▶ **Record excerpts**:

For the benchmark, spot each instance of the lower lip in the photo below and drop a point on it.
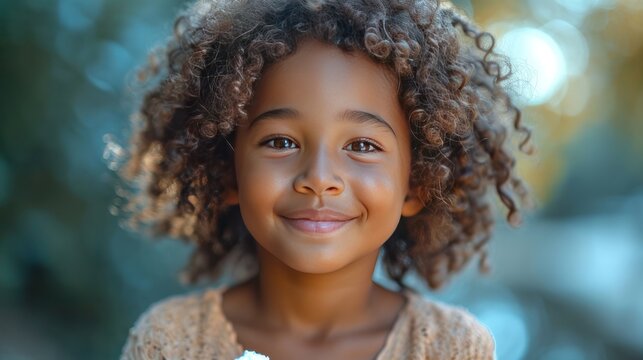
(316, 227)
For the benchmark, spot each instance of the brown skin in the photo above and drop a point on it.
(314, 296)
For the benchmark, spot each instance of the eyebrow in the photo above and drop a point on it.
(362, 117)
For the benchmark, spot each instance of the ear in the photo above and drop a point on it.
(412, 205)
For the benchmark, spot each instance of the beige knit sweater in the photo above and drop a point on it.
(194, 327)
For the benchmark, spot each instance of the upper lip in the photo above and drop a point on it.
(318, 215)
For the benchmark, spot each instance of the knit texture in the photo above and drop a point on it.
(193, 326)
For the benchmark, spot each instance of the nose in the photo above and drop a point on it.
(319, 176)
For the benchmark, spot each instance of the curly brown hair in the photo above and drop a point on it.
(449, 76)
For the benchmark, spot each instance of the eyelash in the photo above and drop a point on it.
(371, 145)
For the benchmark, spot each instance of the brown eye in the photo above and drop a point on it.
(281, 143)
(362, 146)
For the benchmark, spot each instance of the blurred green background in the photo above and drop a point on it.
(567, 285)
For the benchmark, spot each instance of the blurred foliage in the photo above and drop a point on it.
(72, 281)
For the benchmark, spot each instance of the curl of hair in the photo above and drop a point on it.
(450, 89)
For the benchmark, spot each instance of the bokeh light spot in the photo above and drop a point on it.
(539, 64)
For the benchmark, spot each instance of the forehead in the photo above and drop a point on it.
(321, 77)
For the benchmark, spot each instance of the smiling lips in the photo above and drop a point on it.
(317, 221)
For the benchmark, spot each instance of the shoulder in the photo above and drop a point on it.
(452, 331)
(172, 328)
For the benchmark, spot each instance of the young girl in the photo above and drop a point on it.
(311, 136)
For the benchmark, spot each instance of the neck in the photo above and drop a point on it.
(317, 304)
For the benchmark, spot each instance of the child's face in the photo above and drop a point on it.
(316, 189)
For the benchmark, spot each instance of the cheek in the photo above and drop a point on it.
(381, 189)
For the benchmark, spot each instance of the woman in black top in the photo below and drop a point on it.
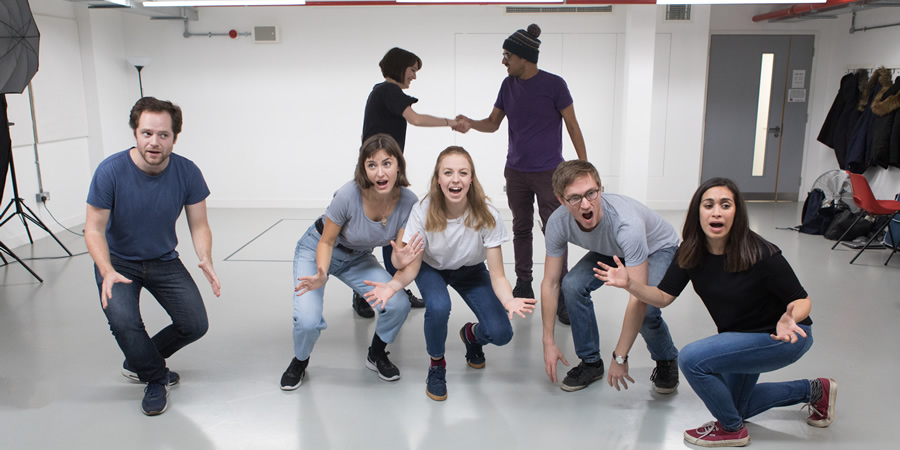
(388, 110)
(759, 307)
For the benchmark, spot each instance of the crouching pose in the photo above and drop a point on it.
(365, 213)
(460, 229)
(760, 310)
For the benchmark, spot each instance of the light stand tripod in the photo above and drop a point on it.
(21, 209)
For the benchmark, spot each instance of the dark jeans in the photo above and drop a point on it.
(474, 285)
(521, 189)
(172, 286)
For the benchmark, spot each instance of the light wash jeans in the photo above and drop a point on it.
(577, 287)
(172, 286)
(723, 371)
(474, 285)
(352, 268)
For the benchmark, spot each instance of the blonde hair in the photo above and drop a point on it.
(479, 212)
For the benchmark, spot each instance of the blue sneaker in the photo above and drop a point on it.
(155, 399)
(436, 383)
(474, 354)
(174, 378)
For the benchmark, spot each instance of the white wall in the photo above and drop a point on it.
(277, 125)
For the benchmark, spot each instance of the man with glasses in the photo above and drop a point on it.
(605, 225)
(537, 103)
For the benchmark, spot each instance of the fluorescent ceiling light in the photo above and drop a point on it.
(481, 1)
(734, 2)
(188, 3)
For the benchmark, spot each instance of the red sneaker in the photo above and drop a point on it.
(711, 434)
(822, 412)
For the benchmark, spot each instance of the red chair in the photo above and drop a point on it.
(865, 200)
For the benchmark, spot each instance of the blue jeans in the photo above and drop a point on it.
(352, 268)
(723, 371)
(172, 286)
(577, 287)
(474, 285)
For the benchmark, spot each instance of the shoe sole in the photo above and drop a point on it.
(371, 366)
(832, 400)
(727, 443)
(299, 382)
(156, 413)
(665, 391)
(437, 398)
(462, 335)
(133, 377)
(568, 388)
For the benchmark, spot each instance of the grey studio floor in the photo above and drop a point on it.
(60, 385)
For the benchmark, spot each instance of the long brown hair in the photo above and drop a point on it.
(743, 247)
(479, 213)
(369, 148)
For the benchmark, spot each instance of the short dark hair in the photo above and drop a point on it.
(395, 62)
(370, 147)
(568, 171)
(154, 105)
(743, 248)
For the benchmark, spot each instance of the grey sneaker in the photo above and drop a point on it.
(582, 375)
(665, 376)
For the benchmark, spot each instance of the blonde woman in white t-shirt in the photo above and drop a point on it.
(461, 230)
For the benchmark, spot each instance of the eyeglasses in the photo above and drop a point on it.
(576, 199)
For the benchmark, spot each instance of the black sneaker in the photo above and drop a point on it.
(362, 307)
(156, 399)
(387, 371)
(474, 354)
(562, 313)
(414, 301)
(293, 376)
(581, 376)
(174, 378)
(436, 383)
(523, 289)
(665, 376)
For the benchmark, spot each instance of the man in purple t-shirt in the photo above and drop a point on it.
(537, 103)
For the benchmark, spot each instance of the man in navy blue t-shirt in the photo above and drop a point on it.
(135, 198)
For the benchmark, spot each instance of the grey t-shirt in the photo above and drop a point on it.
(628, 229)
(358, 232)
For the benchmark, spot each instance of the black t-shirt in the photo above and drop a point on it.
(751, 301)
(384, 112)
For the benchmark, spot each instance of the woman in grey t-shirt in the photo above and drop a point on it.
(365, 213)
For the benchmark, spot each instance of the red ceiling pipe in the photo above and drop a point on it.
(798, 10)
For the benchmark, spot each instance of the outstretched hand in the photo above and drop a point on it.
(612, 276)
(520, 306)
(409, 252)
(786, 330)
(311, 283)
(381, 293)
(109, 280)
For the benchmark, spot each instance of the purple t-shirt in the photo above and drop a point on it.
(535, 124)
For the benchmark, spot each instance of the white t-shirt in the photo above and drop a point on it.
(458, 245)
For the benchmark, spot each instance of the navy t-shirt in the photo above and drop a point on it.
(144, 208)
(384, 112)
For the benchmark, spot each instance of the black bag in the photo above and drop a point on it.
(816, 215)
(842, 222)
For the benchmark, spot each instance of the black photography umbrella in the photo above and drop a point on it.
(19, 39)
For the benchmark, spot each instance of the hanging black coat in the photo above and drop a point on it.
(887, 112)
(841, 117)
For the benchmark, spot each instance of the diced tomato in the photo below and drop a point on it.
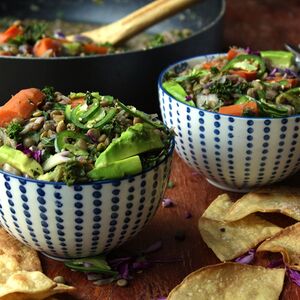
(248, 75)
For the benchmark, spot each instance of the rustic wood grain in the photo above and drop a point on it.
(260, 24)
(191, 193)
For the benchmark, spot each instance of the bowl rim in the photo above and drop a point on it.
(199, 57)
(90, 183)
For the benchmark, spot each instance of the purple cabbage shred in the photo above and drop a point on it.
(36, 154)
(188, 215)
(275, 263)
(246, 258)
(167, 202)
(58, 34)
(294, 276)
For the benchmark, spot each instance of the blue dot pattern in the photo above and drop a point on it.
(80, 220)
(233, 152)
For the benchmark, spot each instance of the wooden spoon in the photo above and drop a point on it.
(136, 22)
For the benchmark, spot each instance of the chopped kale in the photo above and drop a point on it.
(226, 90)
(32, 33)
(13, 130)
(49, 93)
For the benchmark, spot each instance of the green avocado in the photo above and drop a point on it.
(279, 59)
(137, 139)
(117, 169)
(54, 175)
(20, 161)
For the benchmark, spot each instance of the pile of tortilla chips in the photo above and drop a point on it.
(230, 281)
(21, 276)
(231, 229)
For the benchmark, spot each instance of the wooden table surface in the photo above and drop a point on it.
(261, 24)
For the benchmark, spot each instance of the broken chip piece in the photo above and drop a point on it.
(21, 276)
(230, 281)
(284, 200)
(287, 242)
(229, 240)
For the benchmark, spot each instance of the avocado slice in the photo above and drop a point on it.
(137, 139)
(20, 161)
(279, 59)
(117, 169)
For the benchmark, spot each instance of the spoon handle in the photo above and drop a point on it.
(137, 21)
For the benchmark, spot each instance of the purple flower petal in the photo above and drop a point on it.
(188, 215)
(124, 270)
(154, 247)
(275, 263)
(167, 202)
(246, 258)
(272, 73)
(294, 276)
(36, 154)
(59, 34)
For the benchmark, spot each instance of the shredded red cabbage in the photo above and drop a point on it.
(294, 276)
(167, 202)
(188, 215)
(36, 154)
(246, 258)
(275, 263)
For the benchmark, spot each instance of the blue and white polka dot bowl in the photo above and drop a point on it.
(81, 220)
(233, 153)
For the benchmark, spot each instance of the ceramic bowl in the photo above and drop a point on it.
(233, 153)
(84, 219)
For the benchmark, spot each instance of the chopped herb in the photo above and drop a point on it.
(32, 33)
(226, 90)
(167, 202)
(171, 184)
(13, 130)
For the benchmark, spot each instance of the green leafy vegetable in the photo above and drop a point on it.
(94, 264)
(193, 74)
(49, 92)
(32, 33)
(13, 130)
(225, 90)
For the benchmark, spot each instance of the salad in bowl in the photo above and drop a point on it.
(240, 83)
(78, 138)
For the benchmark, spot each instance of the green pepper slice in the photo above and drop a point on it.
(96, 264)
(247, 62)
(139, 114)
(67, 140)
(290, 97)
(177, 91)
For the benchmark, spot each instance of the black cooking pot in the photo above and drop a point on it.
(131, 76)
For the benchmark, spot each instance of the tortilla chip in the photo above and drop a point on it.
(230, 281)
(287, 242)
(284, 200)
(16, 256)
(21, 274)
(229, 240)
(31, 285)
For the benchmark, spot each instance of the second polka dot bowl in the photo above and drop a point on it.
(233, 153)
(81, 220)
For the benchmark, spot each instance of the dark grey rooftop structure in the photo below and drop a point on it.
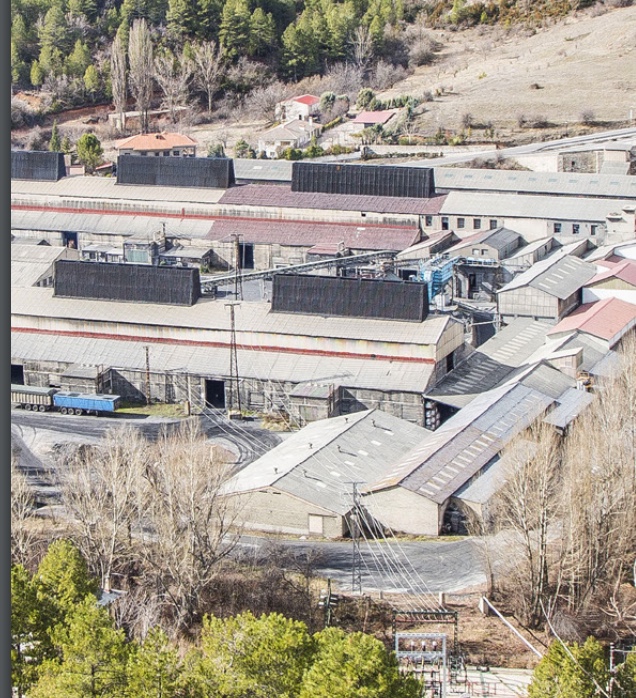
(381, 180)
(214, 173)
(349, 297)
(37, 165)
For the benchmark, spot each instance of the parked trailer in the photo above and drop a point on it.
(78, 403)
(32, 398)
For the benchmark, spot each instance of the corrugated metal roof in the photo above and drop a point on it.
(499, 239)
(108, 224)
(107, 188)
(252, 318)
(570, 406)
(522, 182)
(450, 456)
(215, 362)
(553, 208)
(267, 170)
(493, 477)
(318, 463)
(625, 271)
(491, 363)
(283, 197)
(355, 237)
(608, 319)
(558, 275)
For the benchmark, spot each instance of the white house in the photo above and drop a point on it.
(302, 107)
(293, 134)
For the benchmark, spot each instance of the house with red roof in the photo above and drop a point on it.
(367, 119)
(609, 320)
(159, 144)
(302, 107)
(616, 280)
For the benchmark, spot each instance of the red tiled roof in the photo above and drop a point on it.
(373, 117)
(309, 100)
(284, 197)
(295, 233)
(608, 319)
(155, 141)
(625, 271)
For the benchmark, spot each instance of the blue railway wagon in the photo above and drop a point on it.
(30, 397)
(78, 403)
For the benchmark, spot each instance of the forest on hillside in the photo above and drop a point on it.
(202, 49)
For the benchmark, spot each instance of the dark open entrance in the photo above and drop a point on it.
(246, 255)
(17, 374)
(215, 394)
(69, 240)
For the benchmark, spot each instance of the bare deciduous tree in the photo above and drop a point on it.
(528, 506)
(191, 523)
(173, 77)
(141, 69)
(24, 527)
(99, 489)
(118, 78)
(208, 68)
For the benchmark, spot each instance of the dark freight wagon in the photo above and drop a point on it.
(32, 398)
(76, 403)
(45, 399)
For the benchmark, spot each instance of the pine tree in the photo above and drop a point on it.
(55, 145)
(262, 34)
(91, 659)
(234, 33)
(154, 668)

▶ **Written instruction**: Copy the entries above word for word, from the line containing "For the benchmark, spot each instance of the bare" through the last line of the entries, both ends included.

▶ **Exercise response**:
For the benchmark, spot each instance of the bare deciduous tree in the photo above and drop a point on it.
(528, 506)
(191, 523)
(173, 77)
(141, 69)
(24, 527)
(99, 489)
(118, 78)
(208, 68)
For the benchmark, spot each instance of the dark freight wagon in the photo above and drop a point on it.
(32, 398)
(76, 403)
(45, 399)
For the benchmark, spot each instance of the pine tree in the photo above and drop a point on it.
(55, 145)
(262, 34)
(91, 659)
(234, 33)
(154, 668)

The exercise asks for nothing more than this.